About this exercise: Up to and including the line with "Target: gray hair", please set down the entries below exactly, starting from the first line.

○ ○ ○

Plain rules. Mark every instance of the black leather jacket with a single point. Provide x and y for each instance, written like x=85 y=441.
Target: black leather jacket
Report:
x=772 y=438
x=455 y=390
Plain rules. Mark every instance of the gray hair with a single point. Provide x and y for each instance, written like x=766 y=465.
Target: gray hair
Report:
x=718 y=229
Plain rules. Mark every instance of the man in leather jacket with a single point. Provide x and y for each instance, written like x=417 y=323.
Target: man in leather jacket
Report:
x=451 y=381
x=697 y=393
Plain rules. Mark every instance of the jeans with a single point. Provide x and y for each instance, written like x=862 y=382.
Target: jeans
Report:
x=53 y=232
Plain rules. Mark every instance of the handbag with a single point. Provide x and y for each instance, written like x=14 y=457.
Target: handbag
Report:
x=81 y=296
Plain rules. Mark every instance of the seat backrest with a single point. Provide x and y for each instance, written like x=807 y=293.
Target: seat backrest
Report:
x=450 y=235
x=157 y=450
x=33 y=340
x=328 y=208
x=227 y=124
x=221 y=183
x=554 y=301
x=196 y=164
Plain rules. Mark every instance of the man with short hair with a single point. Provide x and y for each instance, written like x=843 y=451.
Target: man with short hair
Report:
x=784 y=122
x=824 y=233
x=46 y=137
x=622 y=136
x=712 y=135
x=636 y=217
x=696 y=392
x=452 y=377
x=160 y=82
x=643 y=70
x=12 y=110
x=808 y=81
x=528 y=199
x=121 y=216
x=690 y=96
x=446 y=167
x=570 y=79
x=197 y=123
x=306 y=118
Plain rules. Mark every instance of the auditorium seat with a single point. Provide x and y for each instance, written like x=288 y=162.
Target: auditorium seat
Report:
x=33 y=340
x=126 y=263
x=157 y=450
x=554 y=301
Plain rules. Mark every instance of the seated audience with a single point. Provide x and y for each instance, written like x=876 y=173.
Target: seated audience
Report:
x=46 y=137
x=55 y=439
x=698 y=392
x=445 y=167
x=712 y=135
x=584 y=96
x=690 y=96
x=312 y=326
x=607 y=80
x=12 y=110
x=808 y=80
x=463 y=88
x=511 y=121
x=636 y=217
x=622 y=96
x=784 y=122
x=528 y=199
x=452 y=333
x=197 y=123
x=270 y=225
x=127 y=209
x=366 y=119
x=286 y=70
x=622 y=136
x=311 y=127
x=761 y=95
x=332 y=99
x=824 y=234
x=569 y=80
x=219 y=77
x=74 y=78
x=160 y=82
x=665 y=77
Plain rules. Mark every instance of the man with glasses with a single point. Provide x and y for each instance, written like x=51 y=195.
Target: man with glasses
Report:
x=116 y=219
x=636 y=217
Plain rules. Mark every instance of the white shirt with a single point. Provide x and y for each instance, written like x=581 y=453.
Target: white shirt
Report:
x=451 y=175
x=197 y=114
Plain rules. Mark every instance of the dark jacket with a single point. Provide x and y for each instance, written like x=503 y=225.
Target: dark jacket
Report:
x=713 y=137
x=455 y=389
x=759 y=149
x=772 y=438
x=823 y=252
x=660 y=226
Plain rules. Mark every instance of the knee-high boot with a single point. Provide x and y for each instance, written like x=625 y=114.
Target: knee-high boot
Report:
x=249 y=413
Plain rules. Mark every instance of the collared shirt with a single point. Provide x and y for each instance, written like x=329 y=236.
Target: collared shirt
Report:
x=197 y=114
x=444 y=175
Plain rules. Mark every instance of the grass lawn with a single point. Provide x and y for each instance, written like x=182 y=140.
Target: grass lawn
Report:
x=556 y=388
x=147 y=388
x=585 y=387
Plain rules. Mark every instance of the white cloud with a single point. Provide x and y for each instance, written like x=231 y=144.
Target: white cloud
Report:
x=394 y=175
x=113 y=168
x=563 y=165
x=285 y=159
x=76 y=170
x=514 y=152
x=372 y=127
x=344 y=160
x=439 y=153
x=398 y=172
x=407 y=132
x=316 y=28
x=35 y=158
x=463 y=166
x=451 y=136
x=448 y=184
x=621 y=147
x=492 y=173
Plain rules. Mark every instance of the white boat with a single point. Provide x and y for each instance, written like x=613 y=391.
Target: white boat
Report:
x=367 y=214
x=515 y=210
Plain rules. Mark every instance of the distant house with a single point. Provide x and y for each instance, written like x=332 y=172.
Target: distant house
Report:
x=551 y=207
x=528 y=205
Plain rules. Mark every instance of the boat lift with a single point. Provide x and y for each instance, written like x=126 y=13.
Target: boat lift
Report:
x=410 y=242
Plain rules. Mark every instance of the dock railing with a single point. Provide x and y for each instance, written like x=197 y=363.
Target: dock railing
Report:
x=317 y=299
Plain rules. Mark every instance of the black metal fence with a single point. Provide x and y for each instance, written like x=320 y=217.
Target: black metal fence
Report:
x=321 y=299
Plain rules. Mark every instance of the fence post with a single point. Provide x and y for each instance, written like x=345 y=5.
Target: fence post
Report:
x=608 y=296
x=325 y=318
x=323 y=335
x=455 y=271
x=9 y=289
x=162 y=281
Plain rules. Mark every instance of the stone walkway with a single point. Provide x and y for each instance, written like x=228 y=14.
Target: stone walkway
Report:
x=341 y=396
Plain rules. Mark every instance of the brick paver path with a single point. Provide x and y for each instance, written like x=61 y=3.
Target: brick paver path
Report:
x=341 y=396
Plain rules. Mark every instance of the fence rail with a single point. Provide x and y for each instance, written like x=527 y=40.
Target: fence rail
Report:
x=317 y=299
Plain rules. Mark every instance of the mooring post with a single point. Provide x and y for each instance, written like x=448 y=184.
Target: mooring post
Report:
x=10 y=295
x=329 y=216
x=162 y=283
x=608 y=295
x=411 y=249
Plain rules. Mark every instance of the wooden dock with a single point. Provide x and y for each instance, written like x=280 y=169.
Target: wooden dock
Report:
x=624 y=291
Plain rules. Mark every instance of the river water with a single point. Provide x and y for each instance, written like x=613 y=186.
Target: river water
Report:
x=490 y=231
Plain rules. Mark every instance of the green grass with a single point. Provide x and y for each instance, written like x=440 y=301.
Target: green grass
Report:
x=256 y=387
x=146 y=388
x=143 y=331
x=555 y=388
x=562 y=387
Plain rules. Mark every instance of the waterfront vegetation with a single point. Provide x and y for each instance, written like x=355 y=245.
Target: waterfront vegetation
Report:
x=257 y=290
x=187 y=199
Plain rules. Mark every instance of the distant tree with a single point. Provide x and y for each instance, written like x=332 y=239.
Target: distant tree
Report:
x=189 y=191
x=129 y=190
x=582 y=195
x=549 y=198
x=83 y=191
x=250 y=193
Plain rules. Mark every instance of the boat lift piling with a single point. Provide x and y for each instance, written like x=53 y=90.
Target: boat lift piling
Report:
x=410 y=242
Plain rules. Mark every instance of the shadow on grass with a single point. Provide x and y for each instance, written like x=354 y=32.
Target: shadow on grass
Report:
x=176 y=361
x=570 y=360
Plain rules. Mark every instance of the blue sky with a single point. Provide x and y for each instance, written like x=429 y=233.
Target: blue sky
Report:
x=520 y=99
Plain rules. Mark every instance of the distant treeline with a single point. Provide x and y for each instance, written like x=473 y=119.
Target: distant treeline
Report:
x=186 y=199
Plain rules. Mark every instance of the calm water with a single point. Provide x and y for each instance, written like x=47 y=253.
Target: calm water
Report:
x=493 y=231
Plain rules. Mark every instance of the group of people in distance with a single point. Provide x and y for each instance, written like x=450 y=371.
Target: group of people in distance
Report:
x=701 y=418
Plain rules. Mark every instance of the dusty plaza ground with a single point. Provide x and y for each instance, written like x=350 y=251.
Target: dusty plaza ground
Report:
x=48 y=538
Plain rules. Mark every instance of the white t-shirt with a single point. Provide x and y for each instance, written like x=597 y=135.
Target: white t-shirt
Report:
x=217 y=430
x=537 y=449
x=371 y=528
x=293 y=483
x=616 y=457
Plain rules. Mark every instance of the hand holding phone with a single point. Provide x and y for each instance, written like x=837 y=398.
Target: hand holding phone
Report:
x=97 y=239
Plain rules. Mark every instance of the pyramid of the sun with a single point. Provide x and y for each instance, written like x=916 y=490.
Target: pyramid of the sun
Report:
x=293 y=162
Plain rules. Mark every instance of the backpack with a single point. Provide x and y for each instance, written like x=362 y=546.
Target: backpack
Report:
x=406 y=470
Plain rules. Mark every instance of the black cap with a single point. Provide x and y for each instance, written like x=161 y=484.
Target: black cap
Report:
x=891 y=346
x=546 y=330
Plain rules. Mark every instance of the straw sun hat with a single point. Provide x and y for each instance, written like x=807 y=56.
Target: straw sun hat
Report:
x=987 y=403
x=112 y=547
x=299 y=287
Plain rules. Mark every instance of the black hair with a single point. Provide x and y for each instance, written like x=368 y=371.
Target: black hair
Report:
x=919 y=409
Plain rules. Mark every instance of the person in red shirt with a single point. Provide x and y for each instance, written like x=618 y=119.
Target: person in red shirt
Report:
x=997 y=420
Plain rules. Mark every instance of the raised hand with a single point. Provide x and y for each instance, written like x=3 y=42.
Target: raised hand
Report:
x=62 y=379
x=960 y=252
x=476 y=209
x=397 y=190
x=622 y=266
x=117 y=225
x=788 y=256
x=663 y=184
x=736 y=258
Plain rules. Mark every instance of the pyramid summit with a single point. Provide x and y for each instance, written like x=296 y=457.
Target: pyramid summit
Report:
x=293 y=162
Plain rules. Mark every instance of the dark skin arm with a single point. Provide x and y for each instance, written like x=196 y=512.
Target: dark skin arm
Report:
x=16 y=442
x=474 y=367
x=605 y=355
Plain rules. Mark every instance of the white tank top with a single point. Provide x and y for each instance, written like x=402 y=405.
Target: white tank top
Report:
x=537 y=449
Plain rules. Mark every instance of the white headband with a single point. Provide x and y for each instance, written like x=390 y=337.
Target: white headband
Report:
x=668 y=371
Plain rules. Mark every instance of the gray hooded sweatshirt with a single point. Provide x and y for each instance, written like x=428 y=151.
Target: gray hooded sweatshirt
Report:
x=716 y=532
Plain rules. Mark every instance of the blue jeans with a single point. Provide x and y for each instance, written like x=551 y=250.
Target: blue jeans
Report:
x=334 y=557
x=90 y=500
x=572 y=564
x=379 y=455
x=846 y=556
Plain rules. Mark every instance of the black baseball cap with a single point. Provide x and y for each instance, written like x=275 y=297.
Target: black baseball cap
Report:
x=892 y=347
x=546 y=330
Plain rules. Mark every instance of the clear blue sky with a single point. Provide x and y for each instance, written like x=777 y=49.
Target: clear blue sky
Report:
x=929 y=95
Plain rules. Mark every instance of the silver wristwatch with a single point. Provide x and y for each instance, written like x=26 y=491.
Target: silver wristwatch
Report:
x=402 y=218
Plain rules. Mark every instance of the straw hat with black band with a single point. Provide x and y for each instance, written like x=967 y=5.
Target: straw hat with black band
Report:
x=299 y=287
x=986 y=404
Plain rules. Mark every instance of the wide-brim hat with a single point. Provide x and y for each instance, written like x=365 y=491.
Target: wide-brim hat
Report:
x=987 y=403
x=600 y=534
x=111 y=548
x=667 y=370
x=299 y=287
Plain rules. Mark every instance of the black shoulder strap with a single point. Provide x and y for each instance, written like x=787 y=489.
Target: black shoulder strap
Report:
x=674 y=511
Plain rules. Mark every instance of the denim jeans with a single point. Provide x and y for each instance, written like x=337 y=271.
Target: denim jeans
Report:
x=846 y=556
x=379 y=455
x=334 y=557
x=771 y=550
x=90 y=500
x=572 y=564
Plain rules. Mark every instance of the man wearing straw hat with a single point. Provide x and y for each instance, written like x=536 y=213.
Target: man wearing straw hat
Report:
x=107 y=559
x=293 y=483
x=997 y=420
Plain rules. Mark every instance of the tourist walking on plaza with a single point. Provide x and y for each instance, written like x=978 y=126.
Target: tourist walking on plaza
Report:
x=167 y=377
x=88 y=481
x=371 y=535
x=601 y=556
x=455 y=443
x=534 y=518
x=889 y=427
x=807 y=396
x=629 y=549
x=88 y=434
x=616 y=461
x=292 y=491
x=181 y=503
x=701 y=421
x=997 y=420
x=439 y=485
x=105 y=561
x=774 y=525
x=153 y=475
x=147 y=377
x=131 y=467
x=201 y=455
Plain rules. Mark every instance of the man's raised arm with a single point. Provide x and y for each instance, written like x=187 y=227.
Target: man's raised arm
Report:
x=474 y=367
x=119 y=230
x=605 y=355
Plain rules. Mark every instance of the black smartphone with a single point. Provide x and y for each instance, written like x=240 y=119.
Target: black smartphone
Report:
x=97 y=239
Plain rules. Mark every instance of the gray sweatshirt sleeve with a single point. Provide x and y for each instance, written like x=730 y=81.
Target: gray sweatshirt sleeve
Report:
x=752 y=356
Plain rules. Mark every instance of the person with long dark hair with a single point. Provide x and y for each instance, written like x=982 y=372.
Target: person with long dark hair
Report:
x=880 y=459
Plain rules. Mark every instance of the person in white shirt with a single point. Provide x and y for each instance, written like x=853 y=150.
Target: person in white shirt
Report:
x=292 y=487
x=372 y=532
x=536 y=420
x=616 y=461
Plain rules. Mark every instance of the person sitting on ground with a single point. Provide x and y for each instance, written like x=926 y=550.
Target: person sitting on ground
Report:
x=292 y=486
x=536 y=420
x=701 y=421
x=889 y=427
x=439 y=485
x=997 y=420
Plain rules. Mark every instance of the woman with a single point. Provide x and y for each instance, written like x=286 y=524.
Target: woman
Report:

○ ○ ○

Answer box:
Plain rules. Mark every instance of the black leather jacket with a single point. Provide x and y for each instance, written like x=85 y=441.
Target: black leather jacket
Report:
x=772 y=438
x=455 y=390
Plain rules. Mark every instance of the gray hair with a single point. Provide x and y for each instance, written like x=766 y=465.
Target: gray hair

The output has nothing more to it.